Text excerpt -
.....

The Six Day War forced Israel to conquer Jerusalem against its will. The government begged King Hussein not to join the war; he did anyway. With Mount Scopus and its one hundred a twenty soldiers in danger, the Jordanian Legion about to capture it; with the Jordanian armored brigade heading for Jerusalem via Ma’aleh Adumim, aiming to attack the Jewish neighborhoods; with the Legion reaching Armon Ha-Netziv, a position only a few dozen meters away from the Talpiot suburb in the southern part of the city; with the northern suburbs under merciless bombardment – there was no choice. The war plans were changed, and the Harel Brigade and the Paratroopers Brigade joined the Jerusalem Brigade in the task of defending the city.

The government at the time adopted a realistic position that sought control only over the peripheral areas surrounding the city. The decision to liberate eastern Jerusalem was made because of the heavy death toll, which demanded some appropriate recompense, and due to the insistence of Menachem Begin, who had been appointed a minister in the national unity government, and who argued for the importance of the eastern side of the city for historical reasons. At that moment, we earned the reward for national unity – the IDF entered Mount Moriah and the Old City and liberated them.

After the war, the fear of religious complications led to a loosening of our hold on the Temple Mount. Here, so-called “realism” came face to face with the living pulse of history and the revelation of God’s Presence – and, unfortunately, it prevailed.

.....

Supplied material -
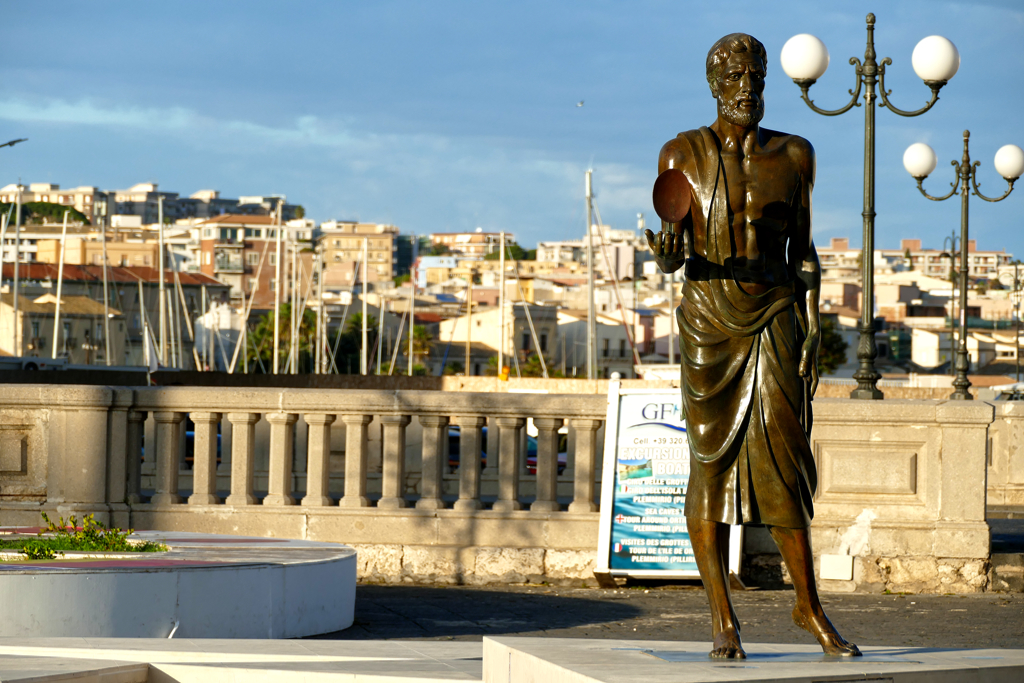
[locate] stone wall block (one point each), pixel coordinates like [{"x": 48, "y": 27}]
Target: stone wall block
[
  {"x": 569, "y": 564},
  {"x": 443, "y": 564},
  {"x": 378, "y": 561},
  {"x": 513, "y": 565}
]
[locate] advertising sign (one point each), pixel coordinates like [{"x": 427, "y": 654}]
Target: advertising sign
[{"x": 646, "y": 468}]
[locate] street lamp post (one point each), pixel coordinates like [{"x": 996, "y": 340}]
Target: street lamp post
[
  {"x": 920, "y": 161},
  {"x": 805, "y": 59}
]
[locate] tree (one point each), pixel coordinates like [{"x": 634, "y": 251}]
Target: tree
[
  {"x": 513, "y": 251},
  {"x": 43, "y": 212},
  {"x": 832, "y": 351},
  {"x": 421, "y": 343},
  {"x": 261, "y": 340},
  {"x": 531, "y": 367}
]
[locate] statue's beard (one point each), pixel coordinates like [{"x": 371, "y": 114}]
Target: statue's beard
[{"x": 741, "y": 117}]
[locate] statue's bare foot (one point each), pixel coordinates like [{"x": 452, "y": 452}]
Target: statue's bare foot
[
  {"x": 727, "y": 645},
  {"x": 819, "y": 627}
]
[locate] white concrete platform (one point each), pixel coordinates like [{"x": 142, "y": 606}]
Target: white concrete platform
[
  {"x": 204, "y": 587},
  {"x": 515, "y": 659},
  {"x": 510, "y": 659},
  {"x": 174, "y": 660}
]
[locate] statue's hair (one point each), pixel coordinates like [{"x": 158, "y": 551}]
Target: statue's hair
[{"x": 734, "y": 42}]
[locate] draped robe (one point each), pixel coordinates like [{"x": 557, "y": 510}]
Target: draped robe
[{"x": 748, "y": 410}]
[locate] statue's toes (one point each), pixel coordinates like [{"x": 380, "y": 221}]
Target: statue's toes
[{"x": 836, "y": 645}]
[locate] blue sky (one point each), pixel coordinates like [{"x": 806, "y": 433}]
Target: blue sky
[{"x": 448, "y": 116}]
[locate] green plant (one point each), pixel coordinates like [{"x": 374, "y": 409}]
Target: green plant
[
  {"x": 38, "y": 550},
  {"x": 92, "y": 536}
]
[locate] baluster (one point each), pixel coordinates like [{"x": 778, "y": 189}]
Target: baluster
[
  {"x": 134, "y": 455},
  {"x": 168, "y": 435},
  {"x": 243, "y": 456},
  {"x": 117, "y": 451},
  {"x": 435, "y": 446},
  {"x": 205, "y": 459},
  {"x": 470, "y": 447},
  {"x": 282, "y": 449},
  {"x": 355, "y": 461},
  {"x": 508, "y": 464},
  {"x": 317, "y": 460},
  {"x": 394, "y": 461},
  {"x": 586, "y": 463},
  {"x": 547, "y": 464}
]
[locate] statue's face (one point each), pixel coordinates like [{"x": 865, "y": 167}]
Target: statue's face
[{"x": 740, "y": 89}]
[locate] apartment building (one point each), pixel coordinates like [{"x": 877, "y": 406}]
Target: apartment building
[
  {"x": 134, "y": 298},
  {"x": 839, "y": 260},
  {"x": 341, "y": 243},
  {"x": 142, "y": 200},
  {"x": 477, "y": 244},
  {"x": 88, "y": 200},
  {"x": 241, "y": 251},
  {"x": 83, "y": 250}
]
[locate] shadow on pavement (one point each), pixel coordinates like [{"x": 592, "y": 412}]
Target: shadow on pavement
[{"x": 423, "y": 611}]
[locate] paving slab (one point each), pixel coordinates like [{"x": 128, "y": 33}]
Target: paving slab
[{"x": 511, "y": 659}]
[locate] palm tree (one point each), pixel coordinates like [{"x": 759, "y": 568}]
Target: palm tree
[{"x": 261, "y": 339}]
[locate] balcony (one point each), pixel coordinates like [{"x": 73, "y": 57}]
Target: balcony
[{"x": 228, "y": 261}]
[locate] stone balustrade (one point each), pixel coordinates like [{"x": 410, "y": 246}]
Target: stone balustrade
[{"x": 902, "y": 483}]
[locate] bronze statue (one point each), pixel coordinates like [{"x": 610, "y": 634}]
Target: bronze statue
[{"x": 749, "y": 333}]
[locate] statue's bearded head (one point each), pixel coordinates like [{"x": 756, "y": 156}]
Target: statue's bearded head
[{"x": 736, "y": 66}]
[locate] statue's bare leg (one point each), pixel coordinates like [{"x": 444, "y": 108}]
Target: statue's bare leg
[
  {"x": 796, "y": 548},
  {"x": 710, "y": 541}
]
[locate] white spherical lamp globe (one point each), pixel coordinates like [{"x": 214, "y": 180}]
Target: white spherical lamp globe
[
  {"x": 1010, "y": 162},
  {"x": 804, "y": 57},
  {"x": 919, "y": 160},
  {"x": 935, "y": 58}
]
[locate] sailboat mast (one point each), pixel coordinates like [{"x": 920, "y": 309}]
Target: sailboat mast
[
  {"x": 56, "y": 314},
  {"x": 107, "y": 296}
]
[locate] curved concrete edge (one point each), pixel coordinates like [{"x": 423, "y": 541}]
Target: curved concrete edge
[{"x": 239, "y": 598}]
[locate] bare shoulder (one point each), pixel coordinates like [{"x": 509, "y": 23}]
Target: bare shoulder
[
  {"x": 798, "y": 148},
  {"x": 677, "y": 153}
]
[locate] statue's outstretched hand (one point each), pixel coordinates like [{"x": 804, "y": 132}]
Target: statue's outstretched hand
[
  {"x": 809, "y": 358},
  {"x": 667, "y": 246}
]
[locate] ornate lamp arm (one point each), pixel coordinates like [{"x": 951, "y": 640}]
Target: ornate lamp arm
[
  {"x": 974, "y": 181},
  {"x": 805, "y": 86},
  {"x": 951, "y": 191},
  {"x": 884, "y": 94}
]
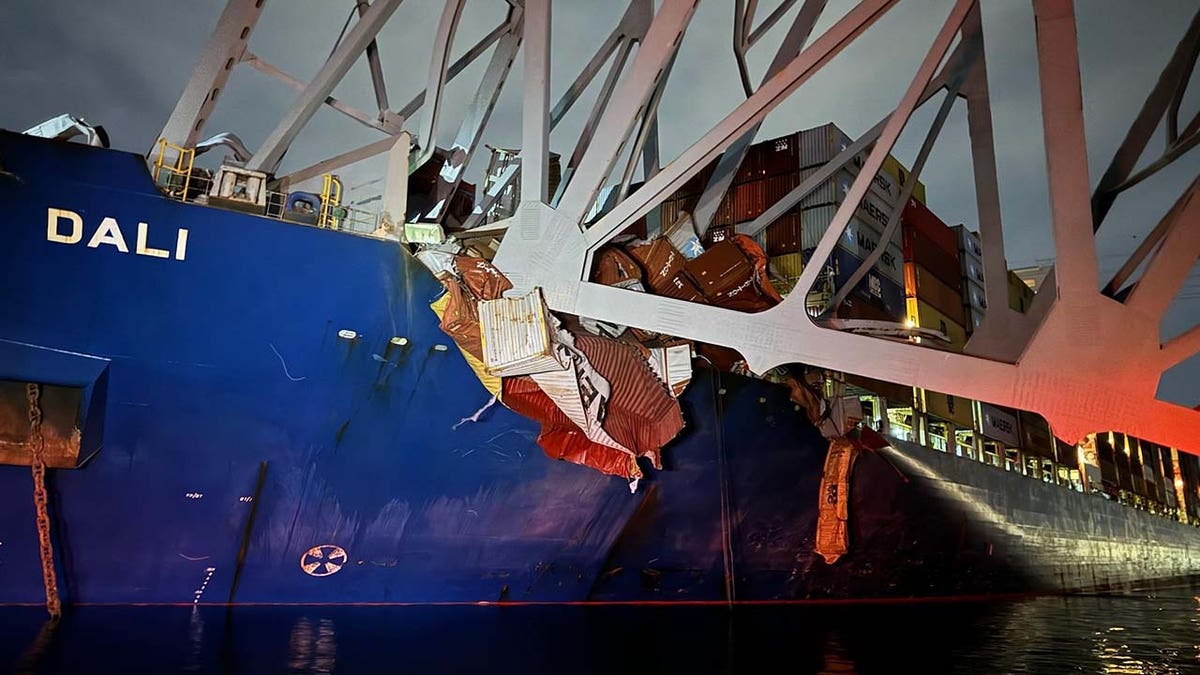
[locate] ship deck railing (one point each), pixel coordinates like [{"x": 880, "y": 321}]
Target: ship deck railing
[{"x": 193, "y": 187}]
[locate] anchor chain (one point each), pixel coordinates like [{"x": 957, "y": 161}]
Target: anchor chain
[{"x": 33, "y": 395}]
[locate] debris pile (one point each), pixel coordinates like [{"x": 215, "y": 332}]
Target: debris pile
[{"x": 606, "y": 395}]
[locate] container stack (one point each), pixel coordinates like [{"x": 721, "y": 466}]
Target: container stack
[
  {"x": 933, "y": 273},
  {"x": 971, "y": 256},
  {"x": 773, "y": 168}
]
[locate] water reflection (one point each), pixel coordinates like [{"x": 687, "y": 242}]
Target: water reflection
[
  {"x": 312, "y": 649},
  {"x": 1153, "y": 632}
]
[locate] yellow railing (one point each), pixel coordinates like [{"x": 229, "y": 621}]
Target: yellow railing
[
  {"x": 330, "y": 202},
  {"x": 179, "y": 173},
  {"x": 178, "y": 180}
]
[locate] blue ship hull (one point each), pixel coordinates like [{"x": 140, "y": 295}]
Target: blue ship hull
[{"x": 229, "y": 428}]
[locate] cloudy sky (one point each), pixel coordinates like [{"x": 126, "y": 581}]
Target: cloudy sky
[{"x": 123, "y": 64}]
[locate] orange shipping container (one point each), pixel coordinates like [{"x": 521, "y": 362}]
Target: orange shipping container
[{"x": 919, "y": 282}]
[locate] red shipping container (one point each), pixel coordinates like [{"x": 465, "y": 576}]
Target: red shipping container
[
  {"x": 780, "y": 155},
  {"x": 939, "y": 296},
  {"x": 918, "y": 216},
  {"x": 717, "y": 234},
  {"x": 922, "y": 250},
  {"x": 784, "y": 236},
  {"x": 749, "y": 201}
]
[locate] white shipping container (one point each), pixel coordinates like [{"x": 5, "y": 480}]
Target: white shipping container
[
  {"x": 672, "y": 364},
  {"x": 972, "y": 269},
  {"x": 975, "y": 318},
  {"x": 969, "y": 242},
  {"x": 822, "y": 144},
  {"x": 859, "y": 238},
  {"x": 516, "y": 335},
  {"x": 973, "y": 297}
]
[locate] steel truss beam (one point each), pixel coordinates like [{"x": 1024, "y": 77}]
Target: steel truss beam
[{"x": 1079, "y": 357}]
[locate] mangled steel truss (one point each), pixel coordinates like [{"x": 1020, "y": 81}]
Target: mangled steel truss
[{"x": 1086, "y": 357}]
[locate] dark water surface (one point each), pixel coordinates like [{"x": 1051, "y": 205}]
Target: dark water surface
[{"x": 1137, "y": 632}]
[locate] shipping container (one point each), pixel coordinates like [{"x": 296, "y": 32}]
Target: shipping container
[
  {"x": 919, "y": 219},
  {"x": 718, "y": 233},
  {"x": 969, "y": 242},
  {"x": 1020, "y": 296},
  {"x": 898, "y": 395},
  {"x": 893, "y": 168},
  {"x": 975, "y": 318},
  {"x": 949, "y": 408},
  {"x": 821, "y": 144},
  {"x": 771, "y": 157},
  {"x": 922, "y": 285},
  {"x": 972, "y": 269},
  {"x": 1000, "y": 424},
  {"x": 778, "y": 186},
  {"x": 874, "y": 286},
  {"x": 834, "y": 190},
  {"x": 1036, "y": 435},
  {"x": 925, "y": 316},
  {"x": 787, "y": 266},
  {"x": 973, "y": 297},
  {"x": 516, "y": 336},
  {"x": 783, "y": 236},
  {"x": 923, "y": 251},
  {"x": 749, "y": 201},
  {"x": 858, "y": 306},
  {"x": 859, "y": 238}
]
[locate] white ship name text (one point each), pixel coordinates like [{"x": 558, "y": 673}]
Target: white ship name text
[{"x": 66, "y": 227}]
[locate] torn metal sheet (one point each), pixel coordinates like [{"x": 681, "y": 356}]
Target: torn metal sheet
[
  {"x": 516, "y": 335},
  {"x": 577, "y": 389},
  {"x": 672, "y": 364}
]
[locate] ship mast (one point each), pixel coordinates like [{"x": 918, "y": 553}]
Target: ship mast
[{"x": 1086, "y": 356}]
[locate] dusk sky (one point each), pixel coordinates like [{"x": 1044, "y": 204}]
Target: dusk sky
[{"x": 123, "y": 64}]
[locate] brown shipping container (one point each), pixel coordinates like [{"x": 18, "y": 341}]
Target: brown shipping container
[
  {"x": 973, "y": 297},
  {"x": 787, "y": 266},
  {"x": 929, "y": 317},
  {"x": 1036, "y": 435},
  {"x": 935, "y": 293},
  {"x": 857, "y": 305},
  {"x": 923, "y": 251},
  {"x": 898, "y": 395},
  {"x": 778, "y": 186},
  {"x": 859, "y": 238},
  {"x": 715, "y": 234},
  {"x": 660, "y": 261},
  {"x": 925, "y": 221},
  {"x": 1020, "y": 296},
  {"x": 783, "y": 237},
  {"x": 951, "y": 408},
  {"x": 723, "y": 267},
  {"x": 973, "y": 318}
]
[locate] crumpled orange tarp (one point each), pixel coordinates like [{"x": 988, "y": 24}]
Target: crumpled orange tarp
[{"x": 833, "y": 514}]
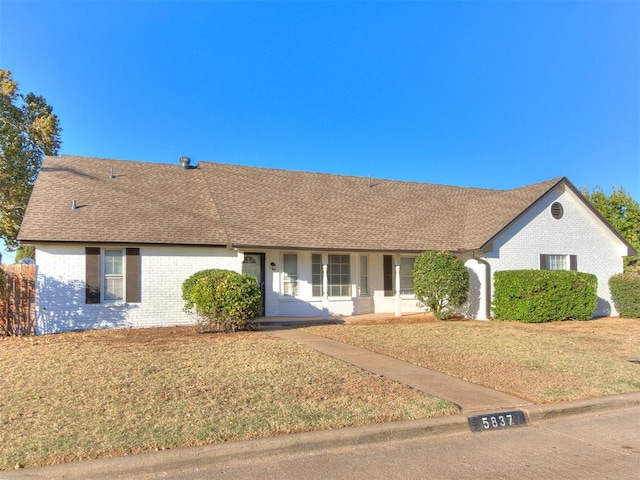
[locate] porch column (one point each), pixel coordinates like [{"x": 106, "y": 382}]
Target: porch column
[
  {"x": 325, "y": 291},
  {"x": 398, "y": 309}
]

.....

Stated exercise - Rewrite the paragraph of the text on Jerusalem in the Six Day War that begins "The government at the time adopted" as a short bulleted list of its main points.

Written answer -
- The government of the time took a realistic position and sought control only over the areas surrounding the city.
- It decided to liberate eastern Jerusalem for two reasons:
  - The heavy death toll demanded some appropriate recompense.
  - Menachem Begin insisted on it. He was a minister in the national unity government and argued that the eastern side of the city mattered for historical reasons.
- National unity brought its reward when the IDF entered Mount Moriah and the Old City and liberated them.